## The task
You are to retype exactly the line with "A reviewer flagged blue sky" and every line after it in the entries below.

## Record excerpts

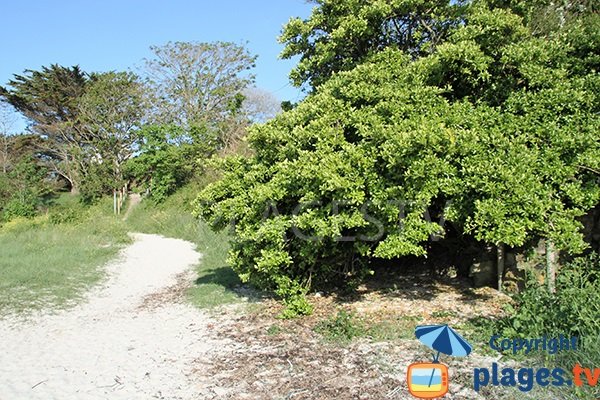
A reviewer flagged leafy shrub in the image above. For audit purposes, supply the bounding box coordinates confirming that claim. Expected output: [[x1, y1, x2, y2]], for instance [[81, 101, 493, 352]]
[[500, 252, 600, 339], [2, 192, 38, 221], [79, 163, 115, 205], [196, 5, 600, 315], [48, 207, 84, 225], [276, 278, 313, 319], [125, 125, 203, 204]]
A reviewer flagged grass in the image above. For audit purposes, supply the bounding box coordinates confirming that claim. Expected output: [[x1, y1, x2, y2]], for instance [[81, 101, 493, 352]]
[[314, 309, 418, 344], [0, 183, 244, 316], [0, 196, 130, 315]]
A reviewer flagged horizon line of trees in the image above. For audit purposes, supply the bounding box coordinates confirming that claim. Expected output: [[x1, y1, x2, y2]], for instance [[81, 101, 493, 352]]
[[0, 41, 282, 218]]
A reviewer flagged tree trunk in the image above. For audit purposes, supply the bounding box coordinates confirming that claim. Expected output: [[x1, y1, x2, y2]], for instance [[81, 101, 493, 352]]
[[497, 243, 505, 292], [117, 190, 122, 215], [546, 239, 557, 294]]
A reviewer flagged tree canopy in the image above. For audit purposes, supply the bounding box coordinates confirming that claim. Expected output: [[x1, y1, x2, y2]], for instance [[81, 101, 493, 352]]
[[0, 40, 268, 211], [279, 0, 469, 90], [198, 0, 600, 315], [0, 65, 89, 191], [145, 41, 256, 128]]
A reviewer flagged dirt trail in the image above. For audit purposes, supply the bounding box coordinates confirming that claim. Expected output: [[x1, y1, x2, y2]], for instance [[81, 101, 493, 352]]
[[122, 193, 142, 220], [0, 233, 224, 400]]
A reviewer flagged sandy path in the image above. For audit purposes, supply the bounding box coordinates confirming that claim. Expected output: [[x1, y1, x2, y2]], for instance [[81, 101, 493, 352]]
[[0, 233, 223, 400], [122, 193, 141, 220]]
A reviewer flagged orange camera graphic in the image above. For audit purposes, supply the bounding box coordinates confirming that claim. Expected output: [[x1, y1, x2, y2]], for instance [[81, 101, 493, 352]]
[[407, 362, 449, 399]]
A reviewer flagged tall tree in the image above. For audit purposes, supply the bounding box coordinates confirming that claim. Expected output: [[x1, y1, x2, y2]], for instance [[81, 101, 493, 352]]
[[144, 41, 256, 144], [279, 0, 468, 90], [0, 65, 89, 192], [489, 0, 598, 35], [242, 87, 282, 123], [76, 71, 147, 201]]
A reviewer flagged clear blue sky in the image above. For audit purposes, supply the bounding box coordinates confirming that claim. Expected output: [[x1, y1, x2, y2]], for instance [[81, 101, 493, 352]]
[[1, 0, 313, 132]]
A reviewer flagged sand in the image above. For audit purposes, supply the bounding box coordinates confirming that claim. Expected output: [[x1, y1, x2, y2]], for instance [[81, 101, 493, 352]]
[[0, 233, 223, 400]]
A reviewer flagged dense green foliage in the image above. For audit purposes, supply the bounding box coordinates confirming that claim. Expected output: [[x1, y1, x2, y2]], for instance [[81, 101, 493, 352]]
[[280, 0, 468, 89], [0, 134, 51, 221], [198, 0, 600, 314], [1, 156, 48, 220], [500, 252, 600, 340], [280, 0, 598, 90], [126, 125, 213, 203], [76, 71, 148, 202]]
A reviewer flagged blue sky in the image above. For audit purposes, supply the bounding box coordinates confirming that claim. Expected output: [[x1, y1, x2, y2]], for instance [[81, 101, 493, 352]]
[[1, 0, 313, 132]]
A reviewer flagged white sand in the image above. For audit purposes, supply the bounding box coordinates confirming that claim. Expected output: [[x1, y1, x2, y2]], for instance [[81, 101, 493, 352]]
[[0, 233, 223, 400]]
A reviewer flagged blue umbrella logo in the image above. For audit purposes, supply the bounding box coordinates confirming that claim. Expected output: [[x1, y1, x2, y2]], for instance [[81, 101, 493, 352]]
[[411, 324, 472, 393], [415, 324, 472, 362]]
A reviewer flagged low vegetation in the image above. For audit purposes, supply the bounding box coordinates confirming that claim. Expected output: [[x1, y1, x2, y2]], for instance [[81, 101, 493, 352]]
[[0, 196, 130, 315], [0, 185, 245, 316]]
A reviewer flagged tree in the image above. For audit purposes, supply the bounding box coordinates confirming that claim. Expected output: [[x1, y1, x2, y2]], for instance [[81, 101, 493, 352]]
[[213, 87, 282, 156], [489, 0, 598, 35], [0, 65, 89, 192], [125, 125, 198, 203], [0, 102, 18, 174], [145, 41, 256, 130], [279, 0, 468, 90], [197, 0, 600, 314], [242, 87, 282, 123], [0, 132, 50, 221], [76, 71, 147, 202], [1, 155, 49, 221]]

## Finished task
A reviewer flagged blue sky in the image above. For audit purposes, supply the bounding box coordinates confirming that claim. Expected output: [[x1, y1, x2, y2]], for instance [[81, 101, 493, 352]]
[[1, 0, 313, 132]]
A reviewer flagged white sand in the image above. For audit purposes, supply the bounding box coordinates confirming that claim. Expected output: [[x1, y1, x2, y2]], for instance [[81, 101, 493, 352]]
[[0, 233, 223, 400]]
A reviewer flagged blue umbrella logo in the image above. For audit purposes, supply the bounding box coordinates confirming that claim. Expected output: [[x1, y1, x2, y2]], for instance [[81, 101, 493, 352]]
[[411, 324, 472, 393], [415, 324, 472, 362]]
A reviewer flagged low vegetation in the image above. For audit purposes, supply the bounding box coordinates confirming that claim. Expected output: [[x1, y1, x2, y2]], for instance [[81, 101, 493, 352]]
[[0, 196, 130, 315], [0, 185, 245, 316]]
A reviewer flagged tree in the image above. For audit purposes, supply the bounding box coordinates confirming that claim. Expected output: [[x1, y1, x2, y2]], for instance [[81, 101, 493, 352]]
[[213, 87, 282, 156], [489, 0, 598, 35], [0, 65, 89, 192], [125, 125, 198, 203], [0, 102, 18, 174], [145, 41, 256, 130], [279, 0, 468, 90], [197, 0, 600, 314], [242, 87, 282, 123], [0, 132, 50, 221], [76, 71, 147, 202], [1, 155, 49, 221]]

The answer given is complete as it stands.